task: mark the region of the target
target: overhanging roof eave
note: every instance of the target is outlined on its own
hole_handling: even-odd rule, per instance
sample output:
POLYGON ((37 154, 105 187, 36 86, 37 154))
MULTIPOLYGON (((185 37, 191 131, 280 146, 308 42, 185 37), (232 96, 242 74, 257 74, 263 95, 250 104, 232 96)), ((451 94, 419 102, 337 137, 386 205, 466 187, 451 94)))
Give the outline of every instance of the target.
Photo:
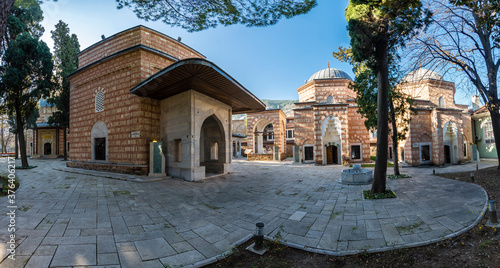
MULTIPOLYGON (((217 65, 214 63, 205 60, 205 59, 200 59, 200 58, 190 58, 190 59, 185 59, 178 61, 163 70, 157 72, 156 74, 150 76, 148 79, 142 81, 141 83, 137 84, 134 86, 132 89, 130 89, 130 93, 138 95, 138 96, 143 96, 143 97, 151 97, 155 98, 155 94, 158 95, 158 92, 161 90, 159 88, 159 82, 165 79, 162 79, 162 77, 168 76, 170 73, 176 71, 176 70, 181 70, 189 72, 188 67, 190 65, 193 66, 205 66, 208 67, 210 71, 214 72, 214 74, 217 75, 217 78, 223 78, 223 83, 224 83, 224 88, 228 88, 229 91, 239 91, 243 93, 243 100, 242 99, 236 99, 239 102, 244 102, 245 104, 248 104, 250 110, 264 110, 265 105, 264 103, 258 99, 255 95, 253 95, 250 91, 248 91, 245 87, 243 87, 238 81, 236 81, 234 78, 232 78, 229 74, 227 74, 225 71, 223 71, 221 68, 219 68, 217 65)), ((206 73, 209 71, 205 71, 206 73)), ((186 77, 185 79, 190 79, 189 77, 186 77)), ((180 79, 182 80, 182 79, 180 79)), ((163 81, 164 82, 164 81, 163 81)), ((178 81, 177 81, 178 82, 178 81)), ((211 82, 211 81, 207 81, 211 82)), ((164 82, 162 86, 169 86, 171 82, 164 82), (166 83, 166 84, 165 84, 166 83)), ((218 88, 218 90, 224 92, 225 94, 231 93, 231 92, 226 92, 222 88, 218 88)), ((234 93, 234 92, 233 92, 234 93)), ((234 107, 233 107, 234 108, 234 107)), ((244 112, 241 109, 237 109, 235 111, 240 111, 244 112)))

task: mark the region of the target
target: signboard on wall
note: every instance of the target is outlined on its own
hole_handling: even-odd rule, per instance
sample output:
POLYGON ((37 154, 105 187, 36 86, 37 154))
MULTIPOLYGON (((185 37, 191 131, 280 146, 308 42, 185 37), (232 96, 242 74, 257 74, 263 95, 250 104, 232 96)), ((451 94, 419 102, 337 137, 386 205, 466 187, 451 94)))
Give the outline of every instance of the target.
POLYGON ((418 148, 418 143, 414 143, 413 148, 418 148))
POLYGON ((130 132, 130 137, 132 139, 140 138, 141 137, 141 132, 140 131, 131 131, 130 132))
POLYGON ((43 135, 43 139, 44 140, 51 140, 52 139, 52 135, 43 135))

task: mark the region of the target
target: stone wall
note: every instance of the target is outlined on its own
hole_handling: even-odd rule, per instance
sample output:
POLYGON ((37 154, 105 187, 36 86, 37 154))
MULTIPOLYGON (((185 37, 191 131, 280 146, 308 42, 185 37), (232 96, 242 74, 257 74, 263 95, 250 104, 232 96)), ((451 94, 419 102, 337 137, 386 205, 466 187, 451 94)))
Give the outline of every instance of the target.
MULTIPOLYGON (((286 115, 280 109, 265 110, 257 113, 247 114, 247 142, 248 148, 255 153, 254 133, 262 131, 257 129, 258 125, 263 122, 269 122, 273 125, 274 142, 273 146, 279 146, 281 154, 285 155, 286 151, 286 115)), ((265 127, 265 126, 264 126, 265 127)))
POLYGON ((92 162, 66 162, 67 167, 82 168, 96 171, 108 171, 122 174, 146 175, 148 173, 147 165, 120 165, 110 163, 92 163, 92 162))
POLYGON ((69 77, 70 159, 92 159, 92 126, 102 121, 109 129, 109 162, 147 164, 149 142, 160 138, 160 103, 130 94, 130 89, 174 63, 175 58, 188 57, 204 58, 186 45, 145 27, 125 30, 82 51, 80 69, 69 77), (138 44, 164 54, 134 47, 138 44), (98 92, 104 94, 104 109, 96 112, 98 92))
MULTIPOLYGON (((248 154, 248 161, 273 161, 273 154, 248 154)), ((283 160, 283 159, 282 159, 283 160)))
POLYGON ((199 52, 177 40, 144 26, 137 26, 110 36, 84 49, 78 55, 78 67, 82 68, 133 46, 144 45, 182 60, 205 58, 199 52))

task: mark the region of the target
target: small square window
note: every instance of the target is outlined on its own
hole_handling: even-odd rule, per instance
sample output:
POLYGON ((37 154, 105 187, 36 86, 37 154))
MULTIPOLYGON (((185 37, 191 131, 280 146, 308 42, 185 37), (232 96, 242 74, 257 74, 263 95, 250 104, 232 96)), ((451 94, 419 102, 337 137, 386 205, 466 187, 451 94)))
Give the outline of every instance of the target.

++++++

* _The problem_
Only the pictures stay behind; copy everything else in the records above exactly.

* _Task output_
task: mark the region of the target
target: overhanging roof eave
note: every instance of the target is outlined on its own
hole_handling: even-odd rule, per instance
sample output:
POLYGON ((37 154, 105 187, 36 86, 37 154))
MULTIPOLYGON (((185 37, 191 131, 280 146, 308 42, 185 37), (232 96, 242 74, 257 74, 263 95, 250 104, 232 96)), ((451 94, 419 102, 337 137, 386 205, 466 187, 451 94)))
Give the outline of every instance of the target.
Photo:
MULTIPOLYGON (((217 65, 214 63, 205 60, 205 59, 200 59, 200 58, 190 58, 190 59, 185 59, 178 61, 163 70, 157 72, 156 74, 150 76, 148 79, 142 81, 141 83, 137 84, 134 86, 132 89, 130 89, 130 93, 138 95, 138 96, 143 96, 143 97, 151 97, 155 98, 155 94, 158 95, 158 92, 161 90, 159 88, 159 82, 165 79, 162 79, 162 77, 168 76, 170 73, 176 71, 176 70, 181 70, 189 72, 188 67, 190 65, 193 66, 205 66, 208 67, 210 71, 214 72, 214 74, 217 75, 217 78, 223 78, 223 83, 224 83, 224 88, 228 88, 229 91, 239 91, 243 93, 243 100, 242 99, 236 99, 239 102, 244 102, 245 104, 248 104, 250 110, 264 110, 265 105, 264 103, 258 99, 255 95, 253 95, 250 91, 248 91, 245 87, 243 87, 238 81, 236 81, 234 78, 232 78, 229 74, 227 74, 225 71, 223 71, 221 68, 219 68, 217 65)), ((206 73, 209 71, 205 71, 206 73)), ((186 77, 185 79, 190 79, 189 77, 186 77)), ((180 79, 182 80, 182 79, 180 79)), ((163 81, 164 82, 164 81, 163 81)), ((178 81, 177 81, 178 82, 178 81)), ((211 82, 211 81, 207 81, 211 82)), ((164 82, 162 86, 169 86, 171 82, 164 82), (166 83, 166 84, 165 84, 166 83)), ((218 88, 218 90, 224 92, 225 94, 231 93, 231 92, 226 92, 222 88, 218 88)), ((234 93, 234 92, 233 92, 234 93)), ((234 107, 233 107, 234 108, 234 107)), ((244 112, 241 109, 237 109, 235 111, 240 111, 244 112)))

task: mark the region of the target
target: signboard on wall
note: every instance of the target is outlined on its own
hole_handling: even-odd rule, per instance
sample output:
POLYGON ((37 154, 105 187, 36 86, 37 154))
MULTIPOLYGON (((185 37, 191 131, 280 146, 308 42, 185 37), (232 96, 242 74, 257 74, 263 95, 250 104, 232 96)), ((451 94, 419 102, 337 137, 386 205, 466 187, 451 94)))
Give the outline of every instance of the target.
POLYGON ((418 148, 418 143, 414 143, 413 148, 418 148))
POLYGON ((130 132, 130 137, 132 139, 140 138, 141 137, 141 132, 140 131, 131 131, 130 132))
POLYGON ((43 135, 43 139, 44 140, 51 140, 52 139, 52 135, 43 135))

task: mark the region of the target
target: stone wall
note: every instance of the target is outlined on its own
hole_handling: even-odd rule, per instance
sample output:
POLYGON ((37 154, 105 187, 36 86, 37 154))
MULTIPOLYGON (((185 37, 191 131, 280 146, 308 42, 185 37), (232 96, 242 74, 257 74, 263 95, 250 104, 232 96)), ((451 94, 419 102, 337 137, 386 205, 466 187, 451 94)))
Give the outline of every instance of the target.
MULTIPOLYGON (((286 115, 280 109, 265 110, 257 113, 247 114, 247 142, 248 148, 255 153, 254 133, 262 131, 257 129, 258 125, 263 122, 269 122, 273 125, 274 142, 273 146, 279 146, 281 154, 285 155, 286 151, 286 115)), ((265 127, 265 126, 264 126, 265 127)))
POLYGON ((92 162, 66 162, 67 167, 82 168, 96 171, 108 171, 122 174, 146 175, 148 173, 147 165, 120 165, 110 163, 92 163, 92 162))
POLYGON ((69 77, 70 159, 92 159, 92 126, 102 121, 109 129, 109 162, 147 164, 149 142, 160 138, 160 103, 130 94, 130 89, 174 63, 175 58, 188 57, 204 58, 186 45, 145 27, 125 30, 82 51, 80 69, 69 77), (138 44, 164 54, 134 47, 138 44), (98 92, 104 94, 104 109, 96 112, 98 92))
MULTIPOLYGON (((248 154, 248 161, 273 161, 273 154, 248 154)), ((283 160, 283 159, 282 159, 283 160)))
POLYGON ((199 52, 177 40, 144 26, 137 26, 110 36, 84 49, 78 55, 78 67, 82 68, 133 46, 144 45, 182 60, 205 58, 199 52))

task: mark the region of the target
target: small square window
note: every instance of the target is outlined on its own
hole_handling: even-odd rule, per instance
sample output:
POLYGON ((37 154, 105 187, 36 86, 37 154))
MULTIPOLYGON (((185 37, 191 131, 280 146, 308 42, 185 37), (232 96, 242 74, 257 74, 263 95, 250 104, 232 96)), ((451 94, 419 102, 337 137, 386 205, 466 187, 451 94)))
Give the outline of every instance of the target.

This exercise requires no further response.